== Exercise passage ==

Beatles producer George Martin dies at age 90; he is described as 'fifth Beatle'
One of many men described as the 'Fifth Beatle' over the years
When news broke on Tuesday that the “fifth Beatle” had died, you might be forgiven for asking “which one?”
In this case, the honorary member in question was the band’s former producer, Sir George Martin, who passed away at his English home at age 90.
“If anyone earned the title of the fifth Beatle, it was George,” said Paul McCartney on his Facebook page, of the producer who spent seven years crafting one of the most successful bands in history.
Martin might have “earned” the coveted fifth Beatle crown – but that hasn’t stopped it being attributed to many more people over the years.
From former manager Brian Epstein, to original drummer Pete Best, we take a look at other worthy (some less so) contenders for the title. As for who really deserves the “fifth Beatle” moniker… we’ll leave that one up to you.
George Martin, producer
Not only did the legendary music producer give the band their first recording contract, he also played piano on many of their songs, including “In My Life,” and “Lovely Rita.”
“From the day that he gave The Beatles our first recording contract, to the last time I saw him, he was the most generous, intelligent and musical person I’ve ever had the pleasure to know,” added McCartney on Tuesday.

===
== Excerpted records ==

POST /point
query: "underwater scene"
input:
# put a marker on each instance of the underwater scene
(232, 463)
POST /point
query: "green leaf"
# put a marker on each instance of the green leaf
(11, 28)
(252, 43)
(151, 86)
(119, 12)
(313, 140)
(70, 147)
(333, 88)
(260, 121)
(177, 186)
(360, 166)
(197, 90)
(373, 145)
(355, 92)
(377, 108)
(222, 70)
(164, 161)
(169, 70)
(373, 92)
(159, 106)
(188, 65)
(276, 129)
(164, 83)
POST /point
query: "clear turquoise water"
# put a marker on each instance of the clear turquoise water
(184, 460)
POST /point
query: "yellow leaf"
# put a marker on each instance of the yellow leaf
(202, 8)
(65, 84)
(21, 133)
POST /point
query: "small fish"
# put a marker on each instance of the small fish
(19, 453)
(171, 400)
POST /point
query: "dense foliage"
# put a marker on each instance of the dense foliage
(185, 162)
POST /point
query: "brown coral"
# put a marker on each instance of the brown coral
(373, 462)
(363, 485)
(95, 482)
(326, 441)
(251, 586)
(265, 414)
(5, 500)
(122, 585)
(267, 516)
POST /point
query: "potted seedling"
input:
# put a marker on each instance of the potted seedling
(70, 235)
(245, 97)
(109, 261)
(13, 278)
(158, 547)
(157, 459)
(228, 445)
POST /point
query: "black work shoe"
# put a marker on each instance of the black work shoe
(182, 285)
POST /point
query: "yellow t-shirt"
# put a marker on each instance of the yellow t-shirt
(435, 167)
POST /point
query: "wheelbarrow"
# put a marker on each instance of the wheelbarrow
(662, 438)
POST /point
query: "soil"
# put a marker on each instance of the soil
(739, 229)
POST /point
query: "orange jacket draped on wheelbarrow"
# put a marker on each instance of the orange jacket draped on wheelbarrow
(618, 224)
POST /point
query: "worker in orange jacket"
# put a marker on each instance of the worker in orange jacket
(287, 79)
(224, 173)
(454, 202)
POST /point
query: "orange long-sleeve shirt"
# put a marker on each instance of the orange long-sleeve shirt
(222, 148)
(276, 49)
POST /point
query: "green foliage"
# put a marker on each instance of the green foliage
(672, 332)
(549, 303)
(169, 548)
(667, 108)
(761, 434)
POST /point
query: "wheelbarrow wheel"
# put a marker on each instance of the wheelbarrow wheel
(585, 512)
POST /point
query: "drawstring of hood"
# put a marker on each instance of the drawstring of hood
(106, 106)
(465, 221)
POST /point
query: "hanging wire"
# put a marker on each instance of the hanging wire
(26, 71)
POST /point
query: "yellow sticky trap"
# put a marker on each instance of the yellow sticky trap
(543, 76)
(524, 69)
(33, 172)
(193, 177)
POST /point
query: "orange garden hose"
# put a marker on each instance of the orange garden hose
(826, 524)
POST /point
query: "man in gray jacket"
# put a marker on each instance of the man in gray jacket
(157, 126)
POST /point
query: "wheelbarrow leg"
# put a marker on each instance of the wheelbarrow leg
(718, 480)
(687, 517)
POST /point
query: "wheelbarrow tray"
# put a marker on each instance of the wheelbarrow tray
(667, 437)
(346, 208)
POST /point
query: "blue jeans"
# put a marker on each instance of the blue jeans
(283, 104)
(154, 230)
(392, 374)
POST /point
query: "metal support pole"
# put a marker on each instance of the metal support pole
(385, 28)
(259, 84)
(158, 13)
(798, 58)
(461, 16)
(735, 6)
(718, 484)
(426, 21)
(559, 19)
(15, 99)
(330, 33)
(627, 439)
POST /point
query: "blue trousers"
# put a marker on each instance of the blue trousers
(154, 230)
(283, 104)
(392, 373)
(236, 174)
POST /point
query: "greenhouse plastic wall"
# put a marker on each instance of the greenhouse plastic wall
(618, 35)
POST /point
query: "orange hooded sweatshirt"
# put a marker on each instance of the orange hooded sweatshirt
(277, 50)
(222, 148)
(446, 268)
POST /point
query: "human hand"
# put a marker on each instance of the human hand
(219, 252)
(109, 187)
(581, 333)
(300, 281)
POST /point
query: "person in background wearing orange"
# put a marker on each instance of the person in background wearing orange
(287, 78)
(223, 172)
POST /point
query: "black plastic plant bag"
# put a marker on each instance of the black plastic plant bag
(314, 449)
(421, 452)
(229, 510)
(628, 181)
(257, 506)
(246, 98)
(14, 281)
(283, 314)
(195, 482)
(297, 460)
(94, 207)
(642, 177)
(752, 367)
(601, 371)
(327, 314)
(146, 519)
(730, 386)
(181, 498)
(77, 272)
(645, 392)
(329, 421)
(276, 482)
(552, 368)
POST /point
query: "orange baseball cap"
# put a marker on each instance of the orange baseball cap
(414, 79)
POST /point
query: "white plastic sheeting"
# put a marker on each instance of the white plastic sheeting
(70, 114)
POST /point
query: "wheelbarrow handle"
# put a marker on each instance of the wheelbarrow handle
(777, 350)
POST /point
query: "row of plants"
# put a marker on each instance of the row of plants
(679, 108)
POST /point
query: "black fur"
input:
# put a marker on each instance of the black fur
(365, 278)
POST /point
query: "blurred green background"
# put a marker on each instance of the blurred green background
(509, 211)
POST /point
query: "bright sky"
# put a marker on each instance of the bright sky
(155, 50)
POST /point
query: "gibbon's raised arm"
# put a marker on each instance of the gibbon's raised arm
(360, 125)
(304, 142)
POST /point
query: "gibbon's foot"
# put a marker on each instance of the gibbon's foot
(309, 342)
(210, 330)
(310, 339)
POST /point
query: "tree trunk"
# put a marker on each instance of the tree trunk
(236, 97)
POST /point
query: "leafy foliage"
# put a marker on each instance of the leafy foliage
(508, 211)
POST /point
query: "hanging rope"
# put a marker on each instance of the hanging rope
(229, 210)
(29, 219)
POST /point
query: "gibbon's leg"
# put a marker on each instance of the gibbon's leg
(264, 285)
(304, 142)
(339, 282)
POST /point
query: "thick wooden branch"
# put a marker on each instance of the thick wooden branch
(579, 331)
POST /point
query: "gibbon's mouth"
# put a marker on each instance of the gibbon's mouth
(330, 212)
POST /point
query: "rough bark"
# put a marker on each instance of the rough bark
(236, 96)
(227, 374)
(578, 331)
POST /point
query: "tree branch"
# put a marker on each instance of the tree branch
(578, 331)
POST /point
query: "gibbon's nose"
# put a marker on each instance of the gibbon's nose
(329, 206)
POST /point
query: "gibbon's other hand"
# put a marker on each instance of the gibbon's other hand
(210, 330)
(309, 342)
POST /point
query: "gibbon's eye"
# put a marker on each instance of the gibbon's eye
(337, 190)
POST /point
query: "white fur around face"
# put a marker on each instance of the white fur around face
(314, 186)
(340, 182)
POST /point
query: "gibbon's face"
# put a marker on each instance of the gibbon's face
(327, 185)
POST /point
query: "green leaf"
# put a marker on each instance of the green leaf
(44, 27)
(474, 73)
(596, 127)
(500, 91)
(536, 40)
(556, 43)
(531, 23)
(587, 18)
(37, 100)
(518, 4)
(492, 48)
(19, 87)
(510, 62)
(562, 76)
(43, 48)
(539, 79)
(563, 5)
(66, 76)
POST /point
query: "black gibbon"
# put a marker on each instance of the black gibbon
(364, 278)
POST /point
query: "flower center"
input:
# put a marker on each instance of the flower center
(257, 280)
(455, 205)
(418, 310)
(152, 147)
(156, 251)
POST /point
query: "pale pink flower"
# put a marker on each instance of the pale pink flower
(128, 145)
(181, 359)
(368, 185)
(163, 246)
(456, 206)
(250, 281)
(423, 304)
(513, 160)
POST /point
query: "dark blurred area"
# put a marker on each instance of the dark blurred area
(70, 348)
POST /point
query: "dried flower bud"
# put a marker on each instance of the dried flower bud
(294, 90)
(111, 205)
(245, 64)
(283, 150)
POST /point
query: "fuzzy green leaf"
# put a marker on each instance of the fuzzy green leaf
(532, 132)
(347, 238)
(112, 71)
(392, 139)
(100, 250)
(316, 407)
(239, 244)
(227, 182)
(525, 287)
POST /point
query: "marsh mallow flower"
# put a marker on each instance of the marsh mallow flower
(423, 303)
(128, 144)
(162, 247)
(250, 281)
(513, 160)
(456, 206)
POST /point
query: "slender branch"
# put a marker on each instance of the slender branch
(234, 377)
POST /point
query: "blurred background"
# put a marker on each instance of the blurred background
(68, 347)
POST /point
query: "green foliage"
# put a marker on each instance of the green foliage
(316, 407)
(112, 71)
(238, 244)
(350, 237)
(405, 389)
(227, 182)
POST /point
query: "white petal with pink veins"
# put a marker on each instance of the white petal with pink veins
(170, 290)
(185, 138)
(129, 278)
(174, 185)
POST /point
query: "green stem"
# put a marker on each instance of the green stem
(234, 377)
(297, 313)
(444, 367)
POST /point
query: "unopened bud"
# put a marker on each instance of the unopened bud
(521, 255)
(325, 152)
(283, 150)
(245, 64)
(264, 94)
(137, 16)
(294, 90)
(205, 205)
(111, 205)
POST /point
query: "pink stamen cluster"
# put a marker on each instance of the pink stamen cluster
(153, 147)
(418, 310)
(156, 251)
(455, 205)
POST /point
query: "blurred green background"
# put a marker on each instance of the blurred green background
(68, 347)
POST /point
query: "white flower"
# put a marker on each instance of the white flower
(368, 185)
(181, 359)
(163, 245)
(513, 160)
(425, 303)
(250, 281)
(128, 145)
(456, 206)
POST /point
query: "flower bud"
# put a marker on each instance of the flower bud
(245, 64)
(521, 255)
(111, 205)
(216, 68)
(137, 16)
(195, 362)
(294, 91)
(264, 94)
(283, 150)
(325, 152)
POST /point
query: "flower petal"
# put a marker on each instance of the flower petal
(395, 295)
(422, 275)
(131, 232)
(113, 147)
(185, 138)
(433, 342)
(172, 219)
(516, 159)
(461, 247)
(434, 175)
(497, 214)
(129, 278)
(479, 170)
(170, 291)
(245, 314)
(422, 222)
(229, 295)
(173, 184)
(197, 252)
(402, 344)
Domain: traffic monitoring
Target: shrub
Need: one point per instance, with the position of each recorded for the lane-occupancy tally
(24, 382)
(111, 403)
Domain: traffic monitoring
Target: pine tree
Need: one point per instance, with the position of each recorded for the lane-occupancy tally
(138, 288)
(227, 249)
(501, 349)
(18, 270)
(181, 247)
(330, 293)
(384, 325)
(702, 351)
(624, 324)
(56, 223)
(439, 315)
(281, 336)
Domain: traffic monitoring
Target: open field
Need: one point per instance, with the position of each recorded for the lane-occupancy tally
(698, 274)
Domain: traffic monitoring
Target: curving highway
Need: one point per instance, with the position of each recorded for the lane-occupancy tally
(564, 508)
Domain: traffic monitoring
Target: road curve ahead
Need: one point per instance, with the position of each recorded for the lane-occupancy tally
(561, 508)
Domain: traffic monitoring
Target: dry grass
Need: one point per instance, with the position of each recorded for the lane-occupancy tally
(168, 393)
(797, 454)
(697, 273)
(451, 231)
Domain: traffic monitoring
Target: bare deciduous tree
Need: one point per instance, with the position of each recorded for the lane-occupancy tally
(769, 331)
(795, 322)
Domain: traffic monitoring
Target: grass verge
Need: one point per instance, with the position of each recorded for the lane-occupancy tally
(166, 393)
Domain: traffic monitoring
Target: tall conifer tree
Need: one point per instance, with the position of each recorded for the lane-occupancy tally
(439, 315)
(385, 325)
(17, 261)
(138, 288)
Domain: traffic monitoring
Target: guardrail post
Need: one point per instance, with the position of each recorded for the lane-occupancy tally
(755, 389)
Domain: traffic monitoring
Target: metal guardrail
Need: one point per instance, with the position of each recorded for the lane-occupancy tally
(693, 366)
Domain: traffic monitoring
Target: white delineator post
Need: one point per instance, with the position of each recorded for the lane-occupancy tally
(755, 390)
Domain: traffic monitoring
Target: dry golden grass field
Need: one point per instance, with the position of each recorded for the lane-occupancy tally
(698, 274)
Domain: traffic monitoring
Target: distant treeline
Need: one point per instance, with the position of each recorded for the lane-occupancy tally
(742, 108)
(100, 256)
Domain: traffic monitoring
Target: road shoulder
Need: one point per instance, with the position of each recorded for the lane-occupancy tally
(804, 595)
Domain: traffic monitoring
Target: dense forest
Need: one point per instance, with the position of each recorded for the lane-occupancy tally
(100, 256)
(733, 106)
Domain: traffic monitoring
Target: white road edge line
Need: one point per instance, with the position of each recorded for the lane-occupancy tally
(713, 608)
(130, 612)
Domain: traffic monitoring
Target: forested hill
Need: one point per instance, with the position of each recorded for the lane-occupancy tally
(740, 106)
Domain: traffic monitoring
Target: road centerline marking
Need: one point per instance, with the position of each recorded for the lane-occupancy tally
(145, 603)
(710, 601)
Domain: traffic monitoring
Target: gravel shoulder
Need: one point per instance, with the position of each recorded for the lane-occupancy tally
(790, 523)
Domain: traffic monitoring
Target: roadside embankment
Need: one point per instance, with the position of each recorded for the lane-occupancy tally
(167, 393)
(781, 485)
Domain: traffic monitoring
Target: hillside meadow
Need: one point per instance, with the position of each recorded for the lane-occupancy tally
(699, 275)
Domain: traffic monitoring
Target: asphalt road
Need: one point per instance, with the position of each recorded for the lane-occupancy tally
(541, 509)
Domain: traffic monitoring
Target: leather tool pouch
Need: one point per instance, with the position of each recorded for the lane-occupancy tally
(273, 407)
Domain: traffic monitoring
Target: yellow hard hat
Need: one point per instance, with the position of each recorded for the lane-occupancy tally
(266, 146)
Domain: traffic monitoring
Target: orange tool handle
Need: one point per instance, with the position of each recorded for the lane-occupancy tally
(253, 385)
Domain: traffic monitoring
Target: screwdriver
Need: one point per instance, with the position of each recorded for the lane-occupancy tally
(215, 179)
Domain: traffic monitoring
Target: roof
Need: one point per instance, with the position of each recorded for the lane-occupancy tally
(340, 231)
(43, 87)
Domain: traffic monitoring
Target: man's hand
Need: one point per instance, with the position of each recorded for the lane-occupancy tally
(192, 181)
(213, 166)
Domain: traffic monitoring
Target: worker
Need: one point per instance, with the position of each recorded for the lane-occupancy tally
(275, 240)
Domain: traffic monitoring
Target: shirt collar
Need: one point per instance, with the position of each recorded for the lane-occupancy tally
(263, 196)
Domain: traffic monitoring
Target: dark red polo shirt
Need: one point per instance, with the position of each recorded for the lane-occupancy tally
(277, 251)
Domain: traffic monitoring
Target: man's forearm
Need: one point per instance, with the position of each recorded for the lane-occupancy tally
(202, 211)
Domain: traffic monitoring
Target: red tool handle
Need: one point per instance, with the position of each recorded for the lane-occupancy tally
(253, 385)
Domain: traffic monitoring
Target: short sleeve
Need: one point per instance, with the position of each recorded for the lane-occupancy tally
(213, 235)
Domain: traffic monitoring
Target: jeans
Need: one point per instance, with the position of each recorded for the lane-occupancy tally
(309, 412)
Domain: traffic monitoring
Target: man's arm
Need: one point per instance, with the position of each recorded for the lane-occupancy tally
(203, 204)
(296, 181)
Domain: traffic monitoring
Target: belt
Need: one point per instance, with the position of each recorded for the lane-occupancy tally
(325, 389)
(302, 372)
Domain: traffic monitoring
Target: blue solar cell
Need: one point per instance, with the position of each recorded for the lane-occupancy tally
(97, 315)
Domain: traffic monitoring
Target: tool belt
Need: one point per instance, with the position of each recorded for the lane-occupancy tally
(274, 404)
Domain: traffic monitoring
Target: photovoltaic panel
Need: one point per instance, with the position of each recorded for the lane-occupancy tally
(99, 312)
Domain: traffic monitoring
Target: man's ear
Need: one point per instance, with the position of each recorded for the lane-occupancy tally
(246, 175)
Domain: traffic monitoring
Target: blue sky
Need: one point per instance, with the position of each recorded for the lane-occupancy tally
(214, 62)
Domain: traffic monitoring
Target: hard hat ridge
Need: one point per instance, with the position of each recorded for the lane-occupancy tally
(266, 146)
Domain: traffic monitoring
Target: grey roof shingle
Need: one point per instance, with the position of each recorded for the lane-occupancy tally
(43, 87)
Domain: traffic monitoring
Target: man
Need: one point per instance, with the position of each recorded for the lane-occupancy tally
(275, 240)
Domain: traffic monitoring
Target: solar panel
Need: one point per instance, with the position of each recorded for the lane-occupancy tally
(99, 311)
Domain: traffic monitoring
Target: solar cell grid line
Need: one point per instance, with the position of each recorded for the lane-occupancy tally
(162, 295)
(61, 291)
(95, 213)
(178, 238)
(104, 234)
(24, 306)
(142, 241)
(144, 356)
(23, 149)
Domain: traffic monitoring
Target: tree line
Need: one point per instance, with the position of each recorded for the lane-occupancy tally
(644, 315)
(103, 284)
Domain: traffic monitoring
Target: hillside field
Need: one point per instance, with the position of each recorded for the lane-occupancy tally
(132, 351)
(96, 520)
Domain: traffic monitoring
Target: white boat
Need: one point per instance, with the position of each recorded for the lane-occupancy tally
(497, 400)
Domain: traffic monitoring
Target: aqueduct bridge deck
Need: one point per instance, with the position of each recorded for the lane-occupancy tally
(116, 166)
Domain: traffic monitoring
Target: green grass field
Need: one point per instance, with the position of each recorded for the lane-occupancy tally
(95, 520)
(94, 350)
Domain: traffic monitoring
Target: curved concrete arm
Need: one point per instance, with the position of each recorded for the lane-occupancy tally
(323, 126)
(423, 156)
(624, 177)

===

=== Tasks for this exercise ===
1) Answer these questions about the George Martin article:
(a) At what age did George Martin die?
(b) Where did Paul McCartney post his remark about who earned the title of fifth Beatle?
(c) Which two songs are named as ones Martin played piano on?
2) Pick up the George Martin article after its final sentence and continue writing it.

=== Exercise answers ===
1)
(a) 90
(b) On his Facebook page
(c) "In My Life" and "Lovely Rita"

2)
“He was like a second father to me.”
Brian Epstein, manager
Epstein is often credited with “discovering” the Beatles in 1961, during a performance at the Cavern Club in Liverpool.
The young manager had a huge impact on the band’s early years, working hard to set up that fateful meeting with producer Martin, then head of EMI’s Parlophone Label.
However, his time with the band was cut short in 1967, when he died from an apparent accidental drug overdose at age 32.
Neil Aspinall, schoolmate and road manager
Before he was their roadie, Aspinall was Paul McCartney and George Harrison’s schoolmate in Liverpool.
From driving the band to gigs and lugging their kit onstage, Aspinall moved up the Beatles management ranks, later becoming the group’s personal assistant, and ultimately the CEO of Apple Corps until 2007. He died in 2008 from cancer at age 66.
Stuart Sutcliffe, original bassist
Look closely at the “Sgt. Pepper’s Lonely Hearts Club Band” album cover, and you’ll see the unremarkable black-and-white image of a young man in the far left corner, third from the top. That’s Stuart Sutcliffe, the band’s original bassist.
Sutcliffe was there back when the Beatles were a five-piece band, performing night after night during their formative days in Hamburg, Germany.
But he left the band at the end of their trip in 1961 to resume his studies (Sutcliffe was a talented painter who struck up a friendship with John Lennon at art school) and be with his sweetheart, Astrid Kirchherr.
He died the following year due to a brain hemorrhage. He was 21.
Pete Best, original drummer
Does Pete Best still rue the day he was ditched from arguably the world’s biggest band? We can only guess.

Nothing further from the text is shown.